→ 文档片段
_ _ _ _ _ _ _

爬虫之pyquery库

刺骨的言语ヽ痛彻心扉 2022-10-03 00:48 284阅读 0赞

官方文档:https://pyquery.readthedocs.io/en/latest/

PyQuery是一个强大又灵活的网页解析库。如果你觉得正则写起来太麻烦、BeautifulSoup语法太难记,而你熟悉jQury的语法,那么PyQuery就是你的绝佳选择。

一、开始

字符串初始化:

  1. from pyquery import PyQuery as pq
  2. d = pq("<html>哈哈哈</html>") # 现在d就相当于jQuery的$
  3. print(d("html"))

URL初始化:

  1. from pyquery import PyQuery as pq
  2. d = pq(url="https://www.baidu.com")
  3. print(d("head"))

文件初始化:

  1. from pyquery import PyQuery as pq
  2. d = pq(filename='demo.html') # filename指定文件路径
  3. print(d("head"))

二、基本CSS选择器

ContractedBlock.gif ExpandedBlockStart.gif

  1. html = """
  2. <div id="container">
  3. <ul class="list">
  4. <li class="item-0">first item</li>
  5. <li class="item-1"><a href="link2.html">second item</a></li>
  6. <li class="item-0 active"><a href="link3.html"><span class="bold">third item</span></a></li>
  7. <li class="item-1 active"><a href="link4.html">fourth item</a></li>
  8. <li class="item-0"><a href="link5.html">fifth item</a></li>
  9. </ul>
  10. </div>
  11. """
  12. from pyquery import PyQuery as pq
  13. d = pq(html)
  14. print(d("#container .list li"))

三、查找元素

子元素

  1. d("css选择器").find("li")

ContractedBlock.gif ExpandedBlockStart.gif

  1. html = """
  2. <div id="container">
  3. <ul class="list">
  4. <li class="item-0">first item</li>
  5. <li class="item-1"><a href="link2.html">second item</a></li>
  6. <li class="item-0 active"><a href="link3.html"><span class="bold">third item</span></a></li>
  7. <li class="item-1 active"><a href="link4.html">fourth item</a></li>
  8. <li class="item-0"><a href="link5.html">fifth item</a></li>
  9. </ul>
  10. </div>
  11. """
  12. from pyquery import PyQuery as pq
  13. d = pq(html)
  14. items = d(".list")

_ _ _ _ _ _ _

已保存的条目
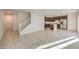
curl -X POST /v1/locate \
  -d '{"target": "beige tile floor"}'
[0,30,79,49]
[21,30,77,48]
[0,30,19,48]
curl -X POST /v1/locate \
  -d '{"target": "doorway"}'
[4,11,13,31]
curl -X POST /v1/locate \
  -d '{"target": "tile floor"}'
[0,30,79,49]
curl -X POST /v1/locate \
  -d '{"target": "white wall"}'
[20,13,44,34]
[0,12,4,40]
[68,13,77,31]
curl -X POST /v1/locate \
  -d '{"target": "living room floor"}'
[21,30,79,49]
[0,30,79,49]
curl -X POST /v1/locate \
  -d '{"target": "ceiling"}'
[1,9,78,16]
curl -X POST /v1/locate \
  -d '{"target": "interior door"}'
[4,13,13,30]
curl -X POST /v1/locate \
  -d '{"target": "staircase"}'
[19,16,31,31]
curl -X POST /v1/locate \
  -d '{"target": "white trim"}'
[37,36,78,49]
[50,38,78,49]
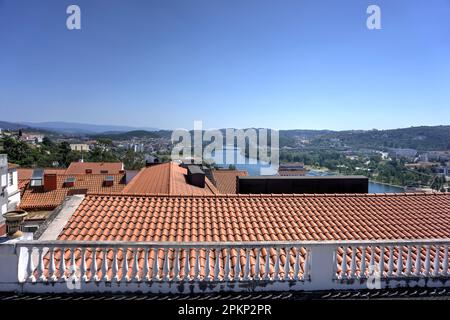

_ _ _ _ _ _ _

→ 任务提示 1
在这篇pyquery文章里，用文件初始化时指定文件路径的参数叫什么？
→ 任务提示 2
请把这篇pyquery文章从“爬虫之pyquery库”到“Query就是你的绝佳选择。”的部分原样重打一遍。
→ 任务提示 3
接着这篇pyquery文章的末尾往下续写。

→ 输出结果 1
filename

→ 输出结果 2
爬虫之pyquery库

刺骨的言语ヽ痛彻心扉 2022-10-03 00:48 284阅读 0赞

官方文档:https://pyquery.readthedocs.io/en/latest/

PyQuery是一个强大又灵活的网页解析库。如果你觉得正则写起来太麻烦、BeautifulSoup语法太难记,而你熟悉jQury的语法,那么PyQuery就是你的绝佳选择。

→ 输出结果 3
  15. print(type(items)) # <class 'pyquery.pyquery.PyQuery'>
  16. li = items.find("li")
  17. print(type(li)) # <class 'pyquery.pyquery.PyQuery'>
  18. print(li)
  19. """
  20. <li class="item-0">first item</li>
  21. <li class="item-1"><a href="link2.html">second item</a></li>
  22. <li class="item-0 active"><a href="link3.html"><span class="bold">third item</span></a></li>
  23. <li class="item-1 active"><a href="link4.html">fourth item</a></li>
  24. <li class="item-0"><a href="link5.html">fifth item</a></li>
  25. """

父元素

  1. d("css选择器").parent(<css选择器(可无)>)

ContractedBlock.gif ExpandedBlockStart.gif

  1. html = """
  2. <div class="wrap">
  3. <div id="container">
  4. <ul class="list">
  5. <li class="item-0">first item</li>
  6. <li class="item-1"><a href="link2.html">second item</a></li>
  7. <li class="item-0 active"><a href="link3.html"><span class="bold">third item</span></a></li>
  8. <li class="item-1 active"><a href="link4.html">fourth item</a></li>
  9. <li class="item-0"><a href="link5.html">fifth item</a></li>
  10. </ul>
  11. </div>
  12. </div>
  13. """
  14. from pyquery import PyQuery as pq
  15. d = pq(html)
  16. items = d(".list")
  17. parents = items.parents()
  18. print(parents)
  19. """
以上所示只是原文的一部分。